## TASK DIRECTIONS
What this exercise requires is a verbatim reproduction of the data below.

## Point-per-instance localization data
▶

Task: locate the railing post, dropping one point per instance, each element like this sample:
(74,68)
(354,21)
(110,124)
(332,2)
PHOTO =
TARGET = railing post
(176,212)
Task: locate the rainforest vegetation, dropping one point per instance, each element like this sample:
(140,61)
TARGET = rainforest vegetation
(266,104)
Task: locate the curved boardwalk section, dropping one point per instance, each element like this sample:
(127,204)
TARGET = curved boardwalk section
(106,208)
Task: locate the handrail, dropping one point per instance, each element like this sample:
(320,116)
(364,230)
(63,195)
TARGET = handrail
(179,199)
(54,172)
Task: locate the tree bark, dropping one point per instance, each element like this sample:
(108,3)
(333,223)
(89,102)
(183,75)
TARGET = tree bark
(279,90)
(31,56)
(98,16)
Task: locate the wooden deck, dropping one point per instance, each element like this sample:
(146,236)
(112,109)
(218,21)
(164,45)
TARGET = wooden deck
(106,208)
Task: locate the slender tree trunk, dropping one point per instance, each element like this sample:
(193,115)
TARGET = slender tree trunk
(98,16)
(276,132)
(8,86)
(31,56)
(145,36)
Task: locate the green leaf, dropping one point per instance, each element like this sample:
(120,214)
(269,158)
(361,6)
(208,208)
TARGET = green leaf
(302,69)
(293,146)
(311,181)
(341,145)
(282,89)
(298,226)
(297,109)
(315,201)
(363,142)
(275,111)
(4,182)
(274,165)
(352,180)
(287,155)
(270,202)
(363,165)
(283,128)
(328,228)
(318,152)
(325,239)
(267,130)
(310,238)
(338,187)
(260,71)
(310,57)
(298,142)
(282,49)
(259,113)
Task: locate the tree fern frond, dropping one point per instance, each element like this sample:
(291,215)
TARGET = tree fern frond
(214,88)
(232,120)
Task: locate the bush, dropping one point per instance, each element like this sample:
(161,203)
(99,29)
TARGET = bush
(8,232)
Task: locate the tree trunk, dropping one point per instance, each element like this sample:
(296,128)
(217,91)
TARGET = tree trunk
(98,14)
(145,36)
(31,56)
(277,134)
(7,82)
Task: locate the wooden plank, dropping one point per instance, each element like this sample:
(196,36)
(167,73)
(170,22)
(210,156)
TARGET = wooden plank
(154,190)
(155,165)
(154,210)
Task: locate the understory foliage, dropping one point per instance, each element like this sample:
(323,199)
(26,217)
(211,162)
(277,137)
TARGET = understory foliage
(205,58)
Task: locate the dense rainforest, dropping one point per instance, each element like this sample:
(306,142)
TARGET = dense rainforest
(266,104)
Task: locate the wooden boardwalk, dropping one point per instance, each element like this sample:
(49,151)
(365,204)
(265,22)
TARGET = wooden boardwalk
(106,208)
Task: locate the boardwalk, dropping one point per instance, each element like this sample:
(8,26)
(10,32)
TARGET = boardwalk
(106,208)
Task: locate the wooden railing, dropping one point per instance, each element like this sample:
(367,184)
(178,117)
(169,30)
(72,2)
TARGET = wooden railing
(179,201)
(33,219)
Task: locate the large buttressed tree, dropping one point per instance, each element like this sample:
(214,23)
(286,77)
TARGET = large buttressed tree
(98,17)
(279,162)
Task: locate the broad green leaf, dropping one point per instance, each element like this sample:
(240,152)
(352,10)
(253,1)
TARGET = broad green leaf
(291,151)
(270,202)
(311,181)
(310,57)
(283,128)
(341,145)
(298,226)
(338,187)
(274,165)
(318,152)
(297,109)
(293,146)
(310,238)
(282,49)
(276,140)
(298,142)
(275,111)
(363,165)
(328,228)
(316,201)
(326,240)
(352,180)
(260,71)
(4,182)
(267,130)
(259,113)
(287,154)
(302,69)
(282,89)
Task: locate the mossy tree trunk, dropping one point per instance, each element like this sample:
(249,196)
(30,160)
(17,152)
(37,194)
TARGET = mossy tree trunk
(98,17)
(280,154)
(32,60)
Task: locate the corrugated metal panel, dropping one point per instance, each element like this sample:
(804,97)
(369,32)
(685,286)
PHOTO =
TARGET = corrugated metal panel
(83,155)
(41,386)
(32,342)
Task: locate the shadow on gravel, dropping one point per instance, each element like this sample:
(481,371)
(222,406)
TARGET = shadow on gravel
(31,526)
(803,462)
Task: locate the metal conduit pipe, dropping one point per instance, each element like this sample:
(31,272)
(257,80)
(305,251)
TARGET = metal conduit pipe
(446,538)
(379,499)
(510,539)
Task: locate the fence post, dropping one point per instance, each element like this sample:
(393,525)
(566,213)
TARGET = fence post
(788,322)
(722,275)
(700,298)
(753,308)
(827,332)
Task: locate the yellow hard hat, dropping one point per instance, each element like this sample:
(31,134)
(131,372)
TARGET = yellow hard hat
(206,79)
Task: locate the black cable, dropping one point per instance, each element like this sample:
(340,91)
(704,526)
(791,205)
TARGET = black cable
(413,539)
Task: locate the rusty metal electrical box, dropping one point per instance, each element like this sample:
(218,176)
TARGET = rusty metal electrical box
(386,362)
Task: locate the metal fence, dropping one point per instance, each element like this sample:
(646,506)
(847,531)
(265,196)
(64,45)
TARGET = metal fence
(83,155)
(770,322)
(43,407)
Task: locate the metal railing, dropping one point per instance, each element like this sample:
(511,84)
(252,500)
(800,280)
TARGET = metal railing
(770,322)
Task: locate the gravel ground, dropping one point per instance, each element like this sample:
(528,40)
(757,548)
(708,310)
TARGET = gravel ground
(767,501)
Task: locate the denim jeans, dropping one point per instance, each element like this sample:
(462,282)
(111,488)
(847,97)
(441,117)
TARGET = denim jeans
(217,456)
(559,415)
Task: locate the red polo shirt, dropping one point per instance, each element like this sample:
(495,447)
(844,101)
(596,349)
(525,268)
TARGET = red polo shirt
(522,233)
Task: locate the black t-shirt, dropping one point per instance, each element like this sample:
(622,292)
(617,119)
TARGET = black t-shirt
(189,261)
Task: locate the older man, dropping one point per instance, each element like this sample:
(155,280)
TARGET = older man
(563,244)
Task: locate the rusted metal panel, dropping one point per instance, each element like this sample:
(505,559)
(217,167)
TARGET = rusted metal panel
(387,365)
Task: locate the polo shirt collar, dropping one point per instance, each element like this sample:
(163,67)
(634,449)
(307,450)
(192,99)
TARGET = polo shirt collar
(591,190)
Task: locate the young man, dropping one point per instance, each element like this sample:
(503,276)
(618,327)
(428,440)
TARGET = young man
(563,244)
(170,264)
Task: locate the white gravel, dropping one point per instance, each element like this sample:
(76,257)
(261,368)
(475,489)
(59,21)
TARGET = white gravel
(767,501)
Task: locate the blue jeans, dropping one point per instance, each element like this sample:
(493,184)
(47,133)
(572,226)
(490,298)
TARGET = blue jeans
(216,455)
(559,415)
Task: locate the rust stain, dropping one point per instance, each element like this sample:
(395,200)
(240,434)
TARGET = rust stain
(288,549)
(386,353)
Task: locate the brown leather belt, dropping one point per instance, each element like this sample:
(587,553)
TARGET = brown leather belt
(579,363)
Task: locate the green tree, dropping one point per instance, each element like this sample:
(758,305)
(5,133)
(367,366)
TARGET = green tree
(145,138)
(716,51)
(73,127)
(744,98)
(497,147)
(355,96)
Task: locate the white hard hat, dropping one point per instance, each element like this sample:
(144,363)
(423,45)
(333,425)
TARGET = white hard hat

◀

## ANSWER SPACE
Task: locate the railing post, dropping one point per instance, each element like this sample:
(74,68)
(354,21)
(110,124)
(332,2)
PHOTO =
TARGET = railing post
(176,212)
Task: locate the rainforest vegetation, dropping one point per instance, each element like this sample:
(140,61)
TARGET = rainforest vegetation
(266,104)
Task: locate the curved boardwalk section, dropping one point per instance, each element like this sample:
(127,204)
TARGET = curved boardwalk section
(106,208)
Task: locate the handrail, dropping one point per instance, each element like this sample:
(320,116)
(364,230)
(63,195)
TARGET = handrail
(179,199)
(54,172)
Task: locate the tree bark, dropping one point per instance, each element like this sample:
(108,3)
(333,223)
(89,102)
(183,75)
TARGET = tree bark
(279,90)
(31,56)
(98,16)
Task: locate the wooden deck, dropping one point per instance, each element like this sample:
(146,236)
(112,109)
(218,21)
(164,45)
TARGET = wooden deck
(106,208)
Task: locate the slender tree trunk, dropping one point per instance, each element like this sample:
(193,115)
TARGET = slender tree trunk
(98,16)
(276,132)
(8,86)
(31,56)
(145,36)
Task: locate the green leaf, dropping one point per instance, each element like this sample:
(120,214)
(269,158)
(361,6)
(208,208)
TARGET = green leaf
(302,69)
(293,146)
(311,181)
(341,145)
(282,89)
(298,226)
(297,109)
(315,201)
(363,142)
(275,111)
(4,182)
(274,165)
(352,180)
(287,155)
(270,202)
(363,165)
(283,128)
(328,228)
(318,152)
(325,239)
(267,130)
(310,238)
(338,187)
(260,71)
(310,57)
(298,142)
(282,49)
(259,113)
Task: locate the tree fern frond, dropping one point per instance, each element like this sample:
(291,215)
TARGET = tree fern frond
(214,88)
(232,120)
Task: locate the bush, dropping one point per instance, each element like this sample:
(161,203)
(99,29)
TARGET = bush
(8,232)
Task: locate the tree trunk, dropping one point per instance, each element like this sample:
(296,128)
(217,91)
TARGET = tree trunk
(98,14)
(145,36)
(31,56)
(277,134)
(7,82)
Task: locate the wooden plank, dropping one point per instance, each element like this sample:
(196,36)
(167,73)
(170,22)
(210,156)
TARGET = wooden plank
(154,190)
(155,165)
(154,210)
Task: locate the understory foliage, dropping one point per instance, each element like this sample:
(323,199)
(26,217)
(211,162)
(277,137)
TARGET = understory foliage
(205,58)
Task: locate the dense rainforest, dropping one point per instance, each element like this sample:
(306,142)
TARGET = dense rainforest
(266,104)
Task: locate the wooden boardwalk, dropping one point per instance, each element like this sample:
(49,151)
(365,204)
(265,22)
TARGET = wooden boardwalk
(106,208)
Task: locate the boardwalk, dropping one point per instance, each element like this sample:
(8,26)
(10,32)
TARGET = boardwalk
(106,208)
Task: locate the wooden railing, dropping one point per instance, each element like this sample:
(367,184)
(178,117)
(169,30)
(72,2)
TARGET = wooden railing
(179,201)
(33,219)
Task: locate the large buttressed tree, dropping one point per instance, each element like this sample:
(214,23)
(286,77)
TARGET = large buttressed tree
(98,17)
(279,162)
Task: locate the broad green leaf, dropping one point per instance, each element like this sample:
(240,152)
(352,10)
(253,1)
TARGET = broad green leaf
(291,151)
(270,202)
(311,181)
(310,57)
(283,128)
(341,145)
(298,226)
(338,187)
(274,165)
(318,152)
(297,109)
(293,146)
(310,238)
(282,49)
(276,140)
(298,142)
(275,111)
(363,165)
(328,228)
(316,201)
(326,240)
(352,180)
(260,71)
(4,182)
(267,130)
(259,113)
(287,154)
(302,69)
(282,89)
Task: locate the mossy tree trunk, dropping one point per instance, each element like this sample:
(249,196)
(30,160)
(17,152)
(37,194)
TARGET = mossy tree trunk
(98,17)
(280,154)
(32,60)
Task: locate the corrugated metal panel, dropping one point per instance, each element like this sample:
(804,97)
(369,32)
(685,286)
PHOTO =
TARGET = corrugated metal panel
(83,155)
(41,386)
(32,342)
Task: locate the shadow on gravel, dropping one point per instance, each element like this sample:
(481,371)
(222,406)
TARGET = shadow on gravel
(31,526)
(803,462)
Task: locate the metal conduit pipe, dropping one point per instance, each element like this sample:
(31,272)
(257,80)
(305,251)
TARGET = metal conduit pipe
(446,538)
(379,499)
(510,539)
Task: locate the fence post, dropping one point per instance, each element like this sample:
(393,525)
(566,213)
TARGET = fence post
(788,322)
(722,275)
(700,298)
(753,308)
(827,332)
Task: locate the yellow hard hat, dropping one point per instance, each element like this sample:
(31,134)
(131,372)
TARGET = yellow hard hat
(206,79)
Task: locate the black cable, dropping one point per instance, each element like this sample:
(340,91)
(704,526)
(791,205)
TARGET = black cable
(413,539)
Task: locate the rusty metal electrical box, dropping one point per instance, each element like this sample:
(218,176)
TARGET = rusty metal electrical box
(386,362)
Task: locate the metal fence, dropping one point per instance, each element like this sample:
(646,506)
(847,531)
(265,196)
(64,45)
TARGET = metal fence
(83,155)
(770,322)
(43,407)
Task: locate the metal railing, dropping one point per instance, each element like this sample:
(511,84)
(252,500)
(800,280)
TARGET = metal railing
(770,322)
Task: locate the gravel ground, dropping one point per instance, each element like this sample:
(528,40)
(757,548)
(708,310)
TARGET = gravel ground
(767,501)
Task: locate the denim jeans, dropping one point per instance, each element like this sample:
(462,282)
(111,488)
(847,97)
(441,117)
TARGET = denim jeans
(217,456)
(559,415)
Task: locate the red polo shirt, dropping one point per instance, each element like this sample:
(495,447)
(844,101)
(596,349)
(525,268)
TARGET = red polo shirt
(522,233)
Task: locate the black t-shirt, dropping one point per instance, each element like this sample:
(622,292)
(617,119)
TARGET = black t-shirt
(189,261)
Task: locate the older man, dropping one point per instance, each element like this sample:
(155,280)
TARGET = older man
(563,244)
Task: locate the rusted metal panel, dropping one point per instance, each element like this sample:
(505,559)
(217,167)
TARGET = rusted metal panel
(387,365)
Task: locate the polo shirt collar, dropping one point per instance, each element like this sample:
(163,67)
(634,449)
(307,450)
(192,99)
TARGET = polo shirt collar
(591,190)
Task: locate the young man, dropping one point per instance, each element like this sample:
(503,276)
(618,327)
(428,440)
TARGET = young man
(563,244)
(170,264)
Task: locate the white gravel, dropping one point per instance, each element like this sample:
(76,257)
(261,368)
(475,489)
(59,21)
TARGET = white gravel
(767,501)
Task: locate the blue jeans, dropping one point per instance, each element like this sample:
(493,184)
(47,133)
(572,226)
(490,298)
TARGET = blue jeans
(216,455)
(559,415)
Task: locate the rust stain, dropping one point per instance, each element like this sample:
(395,200)
(240,434)
TARGET = rust stain
(288,549)
(386,353)
Task: locate the brown leather belt, dropping one point per instance, each element like this sample:
(587,553)
TARGET = brown leather belt
(579,363)
Task: locate the green tree, dropping one point per instance, each element like this sample:
(758,305)
(5,133)
(367,366)
TARGET = green tree
(145,138)
(716,51)
(73,127)
(744,98)
(497,147)
(355,96)
Task: locate the white hard hat, dropping one point per instance, each element like this sample:
(144,363)
(423,45)
(333,425)
TARGET = white hard hat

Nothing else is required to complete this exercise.